■ **WHAT IS BEING ASKED**
Give the items as a two-column CSV with the columns input and output and one row per item, putting each value in a single quoted field and replacing line breaks with spaces. Begin at the line that has "Where can you find the silhouetted" and stop after the line that has "pixel 129 63".
--- THE DATA ---
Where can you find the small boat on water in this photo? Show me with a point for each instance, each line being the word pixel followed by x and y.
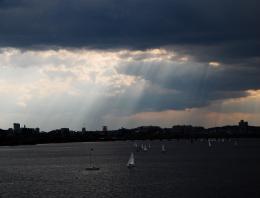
pixel 131 161
pixel 91 164
pixel 145 148
pixel 209 143
pixel 163 149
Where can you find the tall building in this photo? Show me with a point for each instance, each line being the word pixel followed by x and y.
pixel 104 128
pixel 84 130
pixel 17 127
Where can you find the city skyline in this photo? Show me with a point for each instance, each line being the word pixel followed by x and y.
pixel 133 63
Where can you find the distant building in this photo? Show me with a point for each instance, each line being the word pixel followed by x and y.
pixel 17 127
pixel 243 126
pixel 104 128
pixel 37 130
pixel 84 130
pixel 242 123
pixel 65 131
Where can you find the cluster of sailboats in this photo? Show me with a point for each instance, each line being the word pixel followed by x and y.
pixel 210 141
pixel 144 148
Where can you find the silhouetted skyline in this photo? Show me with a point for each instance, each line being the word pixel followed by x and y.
pixel 129 63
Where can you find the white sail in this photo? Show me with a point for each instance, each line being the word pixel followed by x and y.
pixel 163 148
pixel 209 143
pixel 131 161
pixel 145 148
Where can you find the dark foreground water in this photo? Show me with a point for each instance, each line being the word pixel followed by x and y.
pixel 186 170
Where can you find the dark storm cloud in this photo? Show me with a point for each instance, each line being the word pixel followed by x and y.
pixel 209 30
pixel 129 23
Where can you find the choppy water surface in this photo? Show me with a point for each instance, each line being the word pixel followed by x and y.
pixel 186 170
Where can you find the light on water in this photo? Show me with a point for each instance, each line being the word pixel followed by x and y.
pixel 186 170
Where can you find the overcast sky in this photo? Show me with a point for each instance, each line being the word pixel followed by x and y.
pixel 126 63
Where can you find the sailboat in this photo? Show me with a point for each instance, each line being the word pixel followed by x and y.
pixel 145 148
pixel 91 165
pixel 163 148
pixel 131 161
pixel 209 143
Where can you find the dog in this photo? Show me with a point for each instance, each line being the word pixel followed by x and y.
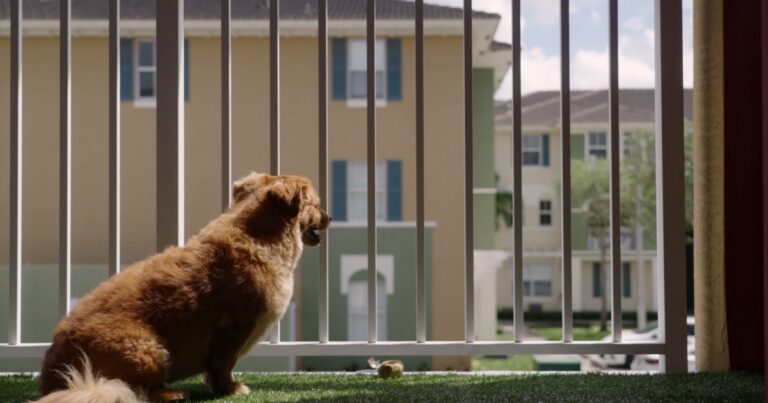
pixel 192 309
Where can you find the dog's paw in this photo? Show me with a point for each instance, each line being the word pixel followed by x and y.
pixel 167 395
pixel 240 389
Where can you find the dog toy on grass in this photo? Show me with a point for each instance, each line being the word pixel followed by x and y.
pixel 387 369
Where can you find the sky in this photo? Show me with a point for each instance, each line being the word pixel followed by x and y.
pixel 540 62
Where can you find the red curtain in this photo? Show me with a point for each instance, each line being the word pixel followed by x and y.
pixel 745 182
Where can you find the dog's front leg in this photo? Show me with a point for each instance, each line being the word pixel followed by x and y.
pixel 225 349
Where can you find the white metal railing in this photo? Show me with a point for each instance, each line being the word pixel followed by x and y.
pixel 170 174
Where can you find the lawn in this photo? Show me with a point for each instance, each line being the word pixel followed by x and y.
pixel 714 387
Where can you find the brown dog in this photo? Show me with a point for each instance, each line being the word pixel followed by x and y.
pixel 192 309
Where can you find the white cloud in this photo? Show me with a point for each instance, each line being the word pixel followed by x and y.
pixel 589 68
pixel 634 24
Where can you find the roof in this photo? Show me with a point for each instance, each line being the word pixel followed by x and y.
pixel 543 108
pixel 241 10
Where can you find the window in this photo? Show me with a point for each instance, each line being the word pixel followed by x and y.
pixel 627 236
pixel 357 310
pixel 597 146
pixel 532 151
pixel 545 212
pixel 357 191
pixel 626 280
pixel 146 69
pixel 357 68
pixel 537 280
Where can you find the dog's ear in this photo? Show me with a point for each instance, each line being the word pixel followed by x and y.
pixel 288 195
pixel 244 187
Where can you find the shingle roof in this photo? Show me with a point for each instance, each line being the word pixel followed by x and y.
pixel 543 108
pixel 241 10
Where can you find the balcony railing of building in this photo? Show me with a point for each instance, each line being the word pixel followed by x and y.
pixel 170 174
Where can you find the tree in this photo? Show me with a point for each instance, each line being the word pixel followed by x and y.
pixel 590 190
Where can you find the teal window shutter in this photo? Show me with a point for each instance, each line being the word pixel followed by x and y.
pixel 394 190
pixel 126 69
pixel 577 146
pixel 339 68
pixel 339 178
pixel 626 280
pixel 186 69
pixel 596 280
pixel 394 70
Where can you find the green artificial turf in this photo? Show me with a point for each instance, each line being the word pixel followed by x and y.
pixel 704 387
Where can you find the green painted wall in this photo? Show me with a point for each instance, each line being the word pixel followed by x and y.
pixel 484 174
pixel 401 306
pixel 39 312
pixel 577 146
pixel 579 231
pixel 483 90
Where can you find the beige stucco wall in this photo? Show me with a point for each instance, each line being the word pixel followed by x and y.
pixel 543 183
pixel 396 122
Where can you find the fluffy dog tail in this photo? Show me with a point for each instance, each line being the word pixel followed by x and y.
pixel 86 387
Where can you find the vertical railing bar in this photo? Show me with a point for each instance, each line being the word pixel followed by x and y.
pixel 170 123
pixel 615 189
pixel 322 62
pixel 469 191
pixel 274 107
pixel 371 158
pixel 517 177
pixel 421 298
pixel 114 137
pixel 65 154
pixel 17 140
pixel 226 104
pixel 670 214
pixel 565 167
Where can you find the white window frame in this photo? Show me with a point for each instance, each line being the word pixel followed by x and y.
pixel 538 149
pixel 627 240
pixel 359 66
pixel 357 314
pixel 543 212
pixel 534 273
pixel 138 100
pixel 362 189
pixel 597 147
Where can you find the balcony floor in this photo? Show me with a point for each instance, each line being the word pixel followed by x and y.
pixel 443 387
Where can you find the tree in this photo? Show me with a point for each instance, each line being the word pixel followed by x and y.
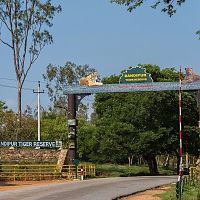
pixel 59 77
pixel 151 116
pixel 168 6
pixel 26 23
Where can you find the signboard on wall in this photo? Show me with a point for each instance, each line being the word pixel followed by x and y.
pixel 135 75
pixel 43 144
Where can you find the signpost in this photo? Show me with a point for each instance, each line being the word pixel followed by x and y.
pixel 43 144
pixel 135 75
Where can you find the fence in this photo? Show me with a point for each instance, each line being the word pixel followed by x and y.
pixel 191 179
pixel 44 172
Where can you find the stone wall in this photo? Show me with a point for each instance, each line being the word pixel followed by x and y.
pixel 21 155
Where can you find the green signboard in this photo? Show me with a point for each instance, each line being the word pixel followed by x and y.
pixel 44 144
pixel 135 75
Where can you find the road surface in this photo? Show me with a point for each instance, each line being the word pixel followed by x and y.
pixel 94 189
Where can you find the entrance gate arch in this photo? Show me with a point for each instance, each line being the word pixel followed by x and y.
pixel 77 93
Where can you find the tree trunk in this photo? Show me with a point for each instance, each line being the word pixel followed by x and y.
pixel 152 163
pixel 19 104
pixel 178 163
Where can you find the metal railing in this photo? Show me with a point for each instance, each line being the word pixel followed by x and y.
pixel 189 180
pixel 44 172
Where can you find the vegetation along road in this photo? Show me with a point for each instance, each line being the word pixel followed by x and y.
pixel 95 189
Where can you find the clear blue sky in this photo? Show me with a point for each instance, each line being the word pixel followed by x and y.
pixel 110 39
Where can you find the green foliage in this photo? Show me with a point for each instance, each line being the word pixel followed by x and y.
pixel 168 6
pixel 59 77
pixel 190 193
pixel 133 124
pixel 24 29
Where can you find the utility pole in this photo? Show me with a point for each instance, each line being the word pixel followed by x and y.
pixel 38 92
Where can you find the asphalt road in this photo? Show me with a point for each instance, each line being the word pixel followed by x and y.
pixel 94 189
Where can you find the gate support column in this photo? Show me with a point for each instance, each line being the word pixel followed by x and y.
pixel 72 123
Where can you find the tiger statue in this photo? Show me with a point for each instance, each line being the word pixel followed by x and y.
pixel 190 76
pixel 90 80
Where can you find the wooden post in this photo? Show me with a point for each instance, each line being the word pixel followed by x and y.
pixel 72 128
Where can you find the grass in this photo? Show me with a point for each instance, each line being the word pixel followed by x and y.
pixel 189 193
pixel 111 170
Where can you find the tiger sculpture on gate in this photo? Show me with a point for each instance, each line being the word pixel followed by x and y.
pixel 190 76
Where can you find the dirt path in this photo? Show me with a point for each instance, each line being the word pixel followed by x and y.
pixel 147 195
pixel 10 185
---
■ **EXPECTED OUTPUT**
input,output
"Where can you find the silhouetted skyline in this photo? Show me with a point for each instance, each line being the word pixel followed by x and y.","pixel 129 63"